===== Data in this exercise =====

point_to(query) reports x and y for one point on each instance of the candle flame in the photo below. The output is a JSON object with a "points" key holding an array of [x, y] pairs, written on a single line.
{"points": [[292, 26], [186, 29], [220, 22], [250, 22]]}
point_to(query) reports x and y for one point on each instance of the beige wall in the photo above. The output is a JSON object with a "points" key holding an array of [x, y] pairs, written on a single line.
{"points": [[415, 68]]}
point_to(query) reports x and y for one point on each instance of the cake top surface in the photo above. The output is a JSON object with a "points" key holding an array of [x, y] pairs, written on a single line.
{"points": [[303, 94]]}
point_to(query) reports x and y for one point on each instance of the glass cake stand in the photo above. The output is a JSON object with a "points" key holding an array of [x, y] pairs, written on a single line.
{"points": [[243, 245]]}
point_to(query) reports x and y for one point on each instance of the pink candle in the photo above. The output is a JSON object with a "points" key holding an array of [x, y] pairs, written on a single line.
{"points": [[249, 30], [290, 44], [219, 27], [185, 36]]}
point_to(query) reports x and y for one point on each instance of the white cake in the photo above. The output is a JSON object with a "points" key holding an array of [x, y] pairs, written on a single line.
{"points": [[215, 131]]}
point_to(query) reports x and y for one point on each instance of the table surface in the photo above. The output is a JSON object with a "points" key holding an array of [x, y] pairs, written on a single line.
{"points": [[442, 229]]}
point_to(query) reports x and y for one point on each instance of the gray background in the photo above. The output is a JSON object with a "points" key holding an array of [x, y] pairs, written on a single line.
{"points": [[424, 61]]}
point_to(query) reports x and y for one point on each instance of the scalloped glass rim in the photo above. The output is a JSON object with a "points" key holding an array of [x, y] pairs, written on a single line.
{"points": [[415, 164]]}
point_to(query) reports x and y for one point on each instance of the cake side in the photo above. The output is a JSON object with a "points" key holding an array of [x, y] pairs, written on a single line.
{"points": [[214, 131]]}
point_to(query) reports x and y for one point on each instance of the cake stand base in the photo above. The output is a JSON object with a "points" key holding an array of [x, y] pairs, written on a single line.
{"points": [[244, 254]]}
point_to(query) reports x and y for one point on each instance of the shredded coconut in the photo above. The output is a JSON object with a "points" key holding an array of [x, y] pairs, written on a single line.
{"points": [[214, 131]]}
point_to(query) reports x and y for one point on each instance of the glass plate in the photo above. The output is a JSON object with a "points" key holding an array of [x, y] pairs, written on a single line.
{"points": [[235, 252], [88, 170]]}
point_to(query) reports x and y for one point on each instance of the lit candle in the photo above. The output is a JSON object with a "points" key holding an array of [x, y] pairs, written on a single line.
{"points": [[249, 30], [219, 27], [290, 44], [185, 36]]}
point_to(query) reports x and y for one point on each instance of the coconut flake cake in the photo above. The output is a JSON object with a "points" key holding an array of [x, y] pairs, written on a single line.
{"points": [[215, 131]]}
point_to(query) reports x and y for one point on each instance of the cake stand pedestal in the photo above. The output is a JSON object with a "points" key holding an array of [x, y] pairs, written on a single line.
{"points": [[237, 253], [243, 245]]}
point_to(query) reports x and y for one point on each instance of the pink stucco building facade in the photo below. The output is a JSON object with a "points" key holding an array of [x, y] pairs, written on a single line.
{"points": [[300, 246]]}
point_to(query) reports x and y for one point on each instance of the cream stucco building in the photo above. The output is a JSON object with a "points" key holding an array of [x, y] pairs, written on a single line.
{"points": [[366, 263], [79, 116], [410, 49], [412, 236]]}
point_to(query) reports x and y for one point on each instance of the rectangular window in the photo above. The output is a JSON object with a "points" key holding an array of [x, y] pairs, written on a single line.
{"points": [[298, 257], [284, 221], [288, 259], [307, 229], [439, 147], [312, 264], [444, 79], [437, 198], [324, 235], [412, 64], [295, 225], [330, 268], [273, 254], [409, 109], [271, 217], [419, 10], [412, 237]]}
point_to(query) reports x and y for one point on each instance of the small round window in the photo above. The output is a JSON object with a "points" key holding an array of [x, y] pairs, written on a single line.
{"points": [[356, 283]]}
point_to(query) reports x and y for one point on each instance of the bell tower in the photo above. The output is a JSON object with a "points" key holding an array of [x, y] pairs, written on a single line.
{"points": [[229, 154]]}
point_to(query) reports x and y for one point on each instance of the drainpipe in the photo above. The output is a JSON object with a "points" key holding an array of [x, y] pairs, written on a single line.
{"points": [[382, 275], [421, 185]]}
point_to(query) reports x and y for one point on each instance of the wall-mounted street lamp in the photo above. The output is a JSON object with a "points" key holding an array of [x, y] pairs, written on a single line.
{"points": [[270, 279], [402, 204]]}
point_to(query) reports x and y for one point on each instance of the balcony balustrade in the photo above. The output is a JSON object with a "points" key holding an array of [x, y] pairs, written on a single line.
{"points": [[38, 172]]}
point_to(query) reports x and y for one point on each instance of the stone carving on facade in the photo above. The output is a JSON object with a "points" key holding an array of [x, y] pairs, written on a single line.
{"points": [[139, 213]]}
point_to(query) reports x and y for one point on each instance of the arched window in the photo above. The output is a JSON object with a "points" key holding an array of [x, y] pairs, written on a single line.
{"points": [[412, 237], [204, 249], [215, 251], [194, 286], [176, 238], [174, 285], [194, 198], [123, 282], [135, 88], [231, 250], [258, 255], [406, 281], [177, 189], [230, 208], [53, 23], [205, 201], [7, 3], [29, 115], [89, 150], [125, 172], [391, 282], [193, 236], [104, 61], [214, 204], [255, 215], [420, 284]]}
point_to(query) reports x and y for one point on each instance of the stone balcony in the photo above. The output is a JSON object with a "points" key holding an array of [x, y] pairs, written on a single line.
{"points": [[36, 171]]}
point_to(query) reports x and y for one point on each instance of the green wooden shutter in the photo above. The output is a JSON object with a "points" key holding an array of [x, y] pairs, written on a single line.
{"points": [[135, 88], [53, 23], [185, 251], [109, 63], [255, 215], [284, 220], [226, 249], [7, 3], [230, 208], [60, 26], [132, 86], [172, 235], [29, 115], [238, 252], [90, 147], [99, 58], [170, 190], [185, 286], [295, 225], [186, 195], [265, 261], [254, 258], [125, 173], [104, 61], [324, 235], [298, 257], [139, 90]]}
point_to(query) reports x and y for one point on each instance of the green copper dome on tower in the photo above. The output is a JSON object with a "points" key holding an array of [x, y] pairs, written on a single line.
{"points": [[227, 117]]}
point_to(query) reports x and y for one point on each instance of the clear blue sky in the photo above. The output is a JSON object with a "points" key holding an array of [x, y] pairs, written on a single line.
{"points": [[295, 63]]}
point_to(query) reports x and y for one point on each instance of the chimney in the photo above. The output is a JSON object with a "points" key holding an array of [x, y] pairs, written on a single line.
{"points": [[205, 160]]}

=====
===== Data in this exercise =====

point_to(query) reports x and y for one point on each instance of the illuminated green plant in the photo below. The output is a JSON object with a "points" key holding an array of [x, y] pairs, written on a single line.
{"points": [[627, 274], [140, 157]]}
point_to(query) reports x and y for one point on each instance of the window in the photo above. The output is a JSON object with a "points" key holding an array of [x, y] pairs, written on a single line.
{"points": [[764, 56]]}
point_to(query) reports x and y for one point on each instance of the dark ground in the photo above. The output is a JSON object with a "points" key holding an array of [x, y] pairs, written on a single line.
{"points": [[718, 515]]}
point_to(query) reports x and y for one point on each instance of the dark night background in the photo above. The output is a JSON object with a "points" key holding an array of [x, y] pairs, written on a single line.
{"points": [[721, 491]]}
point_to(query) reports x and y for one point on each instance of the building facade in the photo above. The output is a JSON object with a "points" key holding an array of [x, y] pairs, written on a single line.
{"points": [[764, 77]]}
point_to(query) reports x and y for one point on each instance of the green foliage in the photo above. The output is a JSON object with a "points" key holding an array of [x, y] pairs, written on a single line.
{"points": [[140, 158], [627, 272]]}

=====

=== Short problem ===
Pull out every line in the entries above that contains the word "facade". Letter case must match.

=== Answer below ===
point_to(query) reports x and y for one point on each instance of the pink stucco building facade in the photo below. The output is a JSON object with a "points" key holding an array of [x, y] pairs, written on a single line.
point_to(query) reports x and y for one point on each instance of the stone carving on facade in the photo above. The output is a JSON object with a "points" key holding an array of [x, y] pairs, written on a single line.
point_to(query) reports x and y for one point on each instance of the building facade in the photo above. The output is a JSON object with a "points" key holding an array of [x, y] pairs, written on a single line.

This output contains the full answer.